# TO DO
Write the records below out in full, character for character, with no pictures.

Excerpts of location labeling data

------------

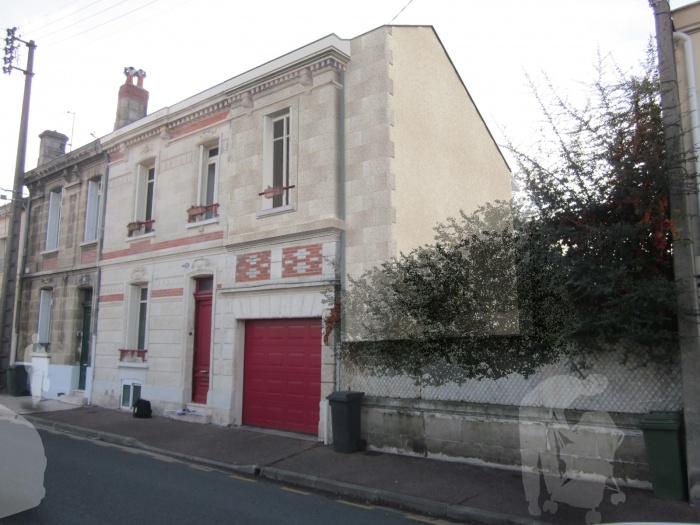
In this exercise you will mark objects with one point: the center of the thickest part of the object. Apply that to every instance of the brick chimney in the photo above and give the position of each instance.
(133, 99)
(52, 146)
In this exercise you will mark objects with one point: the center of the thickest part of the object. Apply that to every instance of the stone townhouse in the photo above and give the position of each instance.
(231, 212)
(59, 277)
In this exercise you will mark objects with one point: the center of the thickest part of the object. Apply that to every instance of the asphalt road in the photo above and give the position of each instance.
(91, 482)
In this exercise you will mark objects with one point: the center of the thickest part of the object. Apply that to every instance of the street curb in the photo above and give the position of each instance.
(375, 496)
(116, 439)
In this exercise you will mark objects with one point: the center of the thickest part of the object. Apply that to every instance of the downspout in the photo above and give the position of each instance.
(341, 216)
(20, 282)
(96, 295)
(692, 102)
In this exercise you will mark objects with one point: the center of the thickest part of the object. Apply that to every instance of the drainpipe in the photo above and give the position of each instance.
(341, 216)
(692, 101)
(20, 281)
(96, 294)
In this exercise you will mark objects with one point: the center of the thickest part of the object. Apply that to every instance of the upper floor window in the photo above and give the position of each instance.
(276, 170)
(137, 318)
(145, 191)
(92, 210)
(54, 220)
(45, 306)
(207, 205)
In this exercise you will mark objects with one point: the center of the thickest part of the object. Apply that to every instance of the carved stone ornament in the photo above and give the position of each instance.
(200, 263)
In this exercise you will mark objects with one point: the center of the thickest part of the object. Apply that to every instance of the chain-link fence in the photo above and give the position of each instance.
(630, 389)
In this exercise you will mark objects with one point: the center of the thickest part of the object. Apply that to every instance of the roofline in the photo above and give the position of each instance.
(285, 61)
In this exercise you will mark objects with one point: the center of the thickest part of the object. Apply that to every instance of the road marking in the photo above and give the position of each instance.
(243, 479)
(368, 507)
(103, 443)
(163, 458)
(425, 520)
(79, 438)
(296, 491)
(203, 469)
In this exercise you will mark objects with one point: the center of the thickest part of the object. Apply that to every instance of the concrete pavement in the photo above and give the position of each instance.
(444, 489)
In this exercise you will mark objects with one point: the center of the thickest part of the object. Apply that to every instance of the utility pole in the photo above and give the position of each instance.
(8, 295)
(684, 260)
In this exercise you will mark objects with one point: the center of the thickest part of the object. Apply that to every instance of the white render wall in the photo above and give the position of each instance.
(445, 158)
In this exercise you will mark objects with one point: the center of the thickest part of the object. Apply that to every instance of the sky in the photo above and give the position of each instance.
(187, 46)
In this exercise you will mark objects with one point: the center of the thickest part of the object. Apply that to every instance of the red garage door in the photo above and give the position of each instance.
(282, 385)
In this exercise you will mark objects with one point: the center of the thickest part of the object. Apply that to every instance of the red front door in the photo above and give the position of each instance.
(282, 378)
(202, 340)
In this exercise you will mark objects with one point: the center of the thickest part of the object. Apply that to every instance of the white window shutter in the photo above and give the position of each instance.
(45, 302)
(54, 222)
(92, 210)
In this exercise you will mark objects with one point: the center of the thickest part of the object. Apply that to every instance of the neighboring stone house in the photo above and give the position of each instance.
(231, 212)
(59, 277)
(686, 37)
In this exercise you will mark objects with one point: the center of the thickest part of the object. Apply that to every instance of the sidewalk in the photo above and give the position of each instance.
(447, 490)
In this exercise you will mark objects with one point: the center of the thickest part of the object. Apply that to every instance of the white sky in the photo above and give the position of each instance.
(187, 46)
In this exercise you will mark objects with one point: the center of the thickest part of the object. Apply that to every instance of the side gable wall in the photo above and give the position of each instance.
(445, 157)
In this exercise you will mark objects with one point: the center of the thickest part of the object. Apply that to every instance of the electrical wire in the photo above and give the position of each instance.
(63, 17)
(397, 14)
(100, 25)
(141, 21)
(83, 19)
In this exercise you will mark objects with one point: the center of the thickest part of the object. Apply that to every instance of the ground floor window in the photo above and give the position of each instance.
(131, 391)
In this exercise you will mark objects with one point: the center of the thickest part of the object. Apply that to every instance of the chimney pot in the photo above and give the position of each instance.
(52, 146)
(132, 103)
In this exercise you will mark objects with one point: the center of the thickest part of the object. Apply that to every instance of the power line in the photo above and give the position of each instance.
(397, 14)
(141, 21)
(83, 20)
(102, 24)
(63, 17)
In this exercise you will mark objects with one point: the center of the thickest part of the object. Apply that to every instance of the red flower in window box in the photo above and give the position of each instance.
(275, 191)
(196, 209)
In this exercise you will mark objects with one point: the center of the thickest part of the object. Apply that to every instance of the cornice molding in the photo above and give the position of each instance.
(60, 165)
(244, 94)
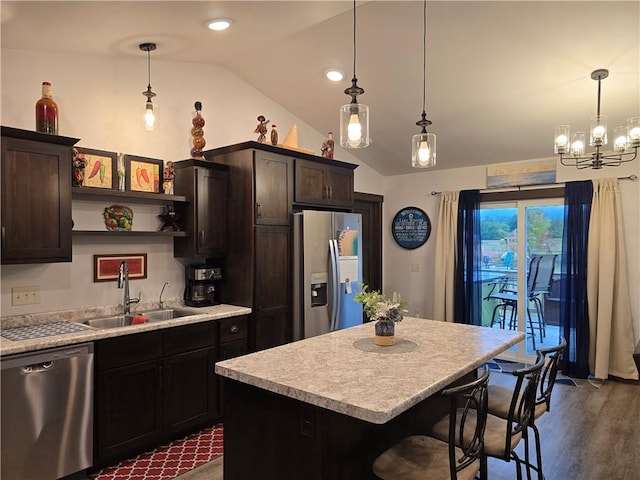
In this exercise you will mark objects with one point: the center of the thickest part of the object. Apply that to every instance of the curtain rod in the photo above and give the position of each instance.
(518, 188)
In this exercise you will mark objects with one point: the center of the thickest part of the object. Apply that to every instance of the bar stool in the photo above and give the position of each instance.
(501, 396)
(422, 456)
(502, 435)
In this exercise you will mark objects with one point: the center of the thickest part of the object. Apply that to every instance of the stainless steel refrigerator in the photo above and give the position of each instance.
(327, 272)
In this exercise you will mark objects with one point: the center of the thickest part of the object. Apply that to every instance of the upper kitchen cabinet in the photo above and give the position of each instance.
(35, 182)
(204, 217)
(324, 184)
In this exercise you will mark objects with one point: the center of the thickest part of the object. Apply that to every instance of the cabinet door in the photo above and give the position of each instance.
(205, 216)
(273, 189)
(340, 186)
(36, 202)
(272, 319)
(128, 411)
(211, 205)
(190, 391)
(311, 184)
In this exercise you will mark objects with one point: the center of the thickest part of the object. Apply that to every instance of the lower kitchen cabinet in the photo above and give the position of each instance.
(153, 387)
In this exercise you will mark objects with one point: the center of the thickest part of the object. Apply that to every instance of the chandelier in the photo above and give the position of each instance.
(626, 140)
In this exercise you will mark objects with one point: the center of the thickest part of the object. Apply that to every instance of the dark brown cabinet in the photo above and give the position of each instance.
(153, 387)
(35, 172)
(204, 218)
(271, 320)
(322, 184)
(273, 185)
(257, 265)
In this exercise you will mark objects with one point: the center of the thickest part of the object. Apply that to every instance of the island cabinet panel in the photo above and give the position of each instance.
(321, 184)
(153, 387)
(204, 217)
(35, 171)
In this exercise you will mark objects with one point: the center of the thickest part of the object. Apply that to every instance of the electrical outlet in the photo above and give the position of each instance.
(25, 295)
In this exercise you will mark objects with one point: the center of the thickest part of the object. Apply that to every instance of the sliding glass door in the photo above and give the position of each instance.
(521, 247)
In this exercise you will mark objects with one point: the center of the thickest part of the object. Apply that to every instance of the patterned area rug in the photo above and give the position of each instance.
(169, 461)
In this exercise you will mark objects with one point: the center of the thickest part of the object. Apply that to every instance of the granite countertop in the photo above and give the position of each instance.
(90, 334)
(345, 372)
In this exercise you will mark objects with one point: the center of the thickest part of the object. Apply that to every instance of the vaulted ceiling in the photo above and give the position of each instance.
(500, 75)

------------

# ANSWER FOR THE TASK
In this exercise you will mark objects with one point: the center of the thickest part of the object. Apply that to every instance of the brick chimney in the photo above and give the position of each instance.
(133, 99)
(52, 146)
In this exercise you will mark objects with one point: the center of the thickest part of the object. Apply that to every instance of the stone townhouse in the photo above and give the position of each instance.
(231, 212)
(59, 277)
In this exercise you will mark objects with one point: the center of the thickest part of the object. Apply that to every instance of the asphalt road in the photo above and give the position of each instance.
(91, 482)
In this exercise you will mark objects with one point: the center of the thickest part of the object. Apply that to every instance of the street curb in the photo above and give the position of each instance.
(375, 496)
(116, 439)
In this exercise you will mark objects with one point: the center of the thickest part of the object. Apply that to every instance of the downspout in the photo above and give the position of each instance.
(341, 216)
(20, 282)
(96, 295)
(692, 102)
In this exercise you will mark objects with one point: the center of the thickest part of the object. Apply that to every instance of the drainpipe in the photo above and give the position of each instance.
(341, 216)
(692, 101)
(20, 281)
(96, 294)
In this exercise you will mark objects with one point: the center of the thickest part of the object. Apply that to every instance of the upper floor window in the photo above and give the position of each instance.
(276, 170)
(137, 318)
(145, 191)
(92, 210)
(54, 220)
(45, 306)
(207, 205)
In this exercise you will mark objects with one point: the center of the thickest part of the object. Apply that to every instance of the carved stone ornament in the photo above and give the position of each instance.
(200, 263)
In this exercise you will mark objects with one point: the center of the thickest part of the object. Apply that to every instance of the chain-link fence in the photo above and give the position of each instance.
(630, 389)
In this exercise you will mark objects with one point: the center of the thickest part of the object. Apply that to every instance of the roofline in the photo above and give the position of each instance.
(285, 61)
In this exercise you will mark objects with one point: the center of the thickest part of the object. Apply that to every instance of the road marking in the photo above and give the position of each instance.
(243, 479)
(368, 507)
(103, 443)
(163, 458)
(425, 520)
(79, 438)
(296, 491)
(203, 469)
In this exercise you will mark objects with one point: the center of the thickest part of the object. Apply that to every instance of the concrete pavement in the photo above and give the position of each instance.
(444, 489)
In this exercise you will mark objects with one point: the center of the thickest part of the object. Apply that to every instance of the utility pole in the photo above and give the position of each instance.
(8, 295)
(684, 260)
In this exercise you will mark objects with one point: the center of the thickest part of the object. Apply that to every instance of the white render wall in the photo above and give the position of each instance.
(445, 158)
In this exercise you will mark objects with one point: the center of the thickest part of the object. Apply that to every instance of the sky in the photo above and give the position of each instance.
(187, 46)
In this exercise you will mark objects with one point: the center of the thickest part of the object. Apply that to every instance of the red garage door in the photo above and give the position of each instance.
(282, 385)
In this exercise you will mark objects with one point: the center of the thickest part of the object. Apply that to every instance of the red front door in the photo above and give the position of each instance.
(282, 378)
(202, 340)
In this exercise you will mark objects with one point: the center of the thickest part of the object. Apply that to every instance of the white window shutter in the photo above and give the position of each instance.
(45, 302)
(54, 222)
(92, 210)
In this exercise you will mark objects with one point: the center of the thickest part of the object. Apply that to every instance of the neighboring stone house in the photo above and give the position of each instance.
(231, 212)
(59, 277)
(686, 37)
In this exercise you will mark objects with one point: the center of the thickest part of the object. Apply that to every instance of the sidewalk in the photo above and give the position of each instance.
(447, 490)
In this exercise you will mark objects with one point: the center of the thickest part of the object. Apply that to every instance of the white sky in the photo above and give the position of each instance.
(187, 46)
In this exercise you will mark objects with one point: the center of the thickest part of the object. Apply that to every instance of the side gable wall in the photo above and give the position of each instance.
(445, 157)
In this exercise you will mark objects with one point: the center of the thickest part of the object. Apply that to every instance of the electrical wire in the photo above and give the position of each instance.
(63, 17)
(397, 14)
(100, 25)
(141, 21)
(83, 19)
In this exercise you will mark objects with one point: the center of the thickest part of the object. Apply that to every instance of the ground floor window in the photo above and give the position of each instance.
(131, 391)
In this exercise you will mark objects with one point: the center of the thickest part of the object. Apply that to every instance of the chimney pot in the photo above and give the position of each instance.
(52, 146)
(132, 103)
In this exercise you will mark objects with one point: the center of the thickest part of the object. Apply that to every instance of the power line in the photo above and give the position of each instance.
(397, 14)
(141, 21)
(83, 20)
(102, 24)
(63, 17)
In this exercise you will mark objects with one point: the center of the thickest part of the object. Apply that to every instance of the red flower in window box in the photo above and give the position of each instance.
(275, 191)
(196, 209)
In this exercise you will mark objects with one point: the center of the thickest part of the object. Apply that to every instance of the cornice molding in the photo above and give the position of each instance.
(60, 165)
(244, 94)
In this exercise you will mark objects with one point: the center of the thickest part of the object. Apply that to every instance of the curtain rod in the photo above and give the position of each instance.
(518, 188)
In this exercise you will mark objects with one point: the center of the thickest part of the object. Apply that to every instance of the bar stool in the photo above and give the position of each instance.
(501, 396)
(422, 456)
(502, 435)
In this exercise you will mark objects with one point: the center of the thickest part of the object. Apply that to every instance of the stainless steel refrigerator in the photo above and give the position of each instance.
(327, 272)
In this exercise you will mark objects with one point: the center of the thickest part of the object. Apply that to every instance of the upper kitchen cabinet in the photo above and give the position of each instance.
(35, 182)
(204, 217)
(324, 184)
In this exercise you will mark objects with one point: the center of the thickest part of the object. Apply that to every instance of the cabinet door in the photo above and give the position of each instance.
(205, 216)
(273, 189)
(340, 186)
(36, 202)
(272, 319)
(128, 411)
(211, 205)
(190, 391)
(311, 184)
In this exercise you will mark objects with one point: the center of the thickest part of the object. Apply that to every instance of the lower kitchen cabinet in the photo above and give the position of each instance.
(153, 387)
In this exercise you will mark objects with one point: the center of the thickest part of the object. Apply that to every instance of the chandelier in the photo above and give the position of each instance.
(626, 140)
In this exercise you will mark objects with one point: the center of the thickest part of the object. Apply that to every instance of the dark brown cabinet in the photo above and give the position of each instance.
(153, 387)
(35, 172)
(204, 218)
(271, 320)
(322, 184)
(273, 185)
(257, 265)
In this exercise you will mark objects with one point: the center of the thickest part of the object. Apply that to every instance of the island cabinet panel in the photo above and give the position of each instance.
(321, 184)
(153, 387)
(204, 217)
(35, 171)
In this exercise you will mark objects with one point: the center of the thickest part of the object. Apply that to every instance of the electrical outlet in the photo above and give the position of each instance.
(25, 295)
In this exercise you will mark objects with one point: the center of the thickest part of the object. Apply that to every instance of the sliding glass door in the photo above and give the position of each instance.
(521, 247)
In this exercise you will mark objects with one point: the center of the thickest part of the object. Apply that to every instance of the patterned area rug in the photo above and give the position of each instance.
(169, 461)
In this exercise you will mark objects with one point: the center of the thickest part of the object. Apply that to every instance of the granite countertop in the photo above and give the position of each instance.
(90, 334)
(345, 372)
In this exercise you will mark objects with one point: the center of the thickest part of the object. Apply that to every instance of the vaulted ceiling in the photo above and give the position of each instance.
(500, 75)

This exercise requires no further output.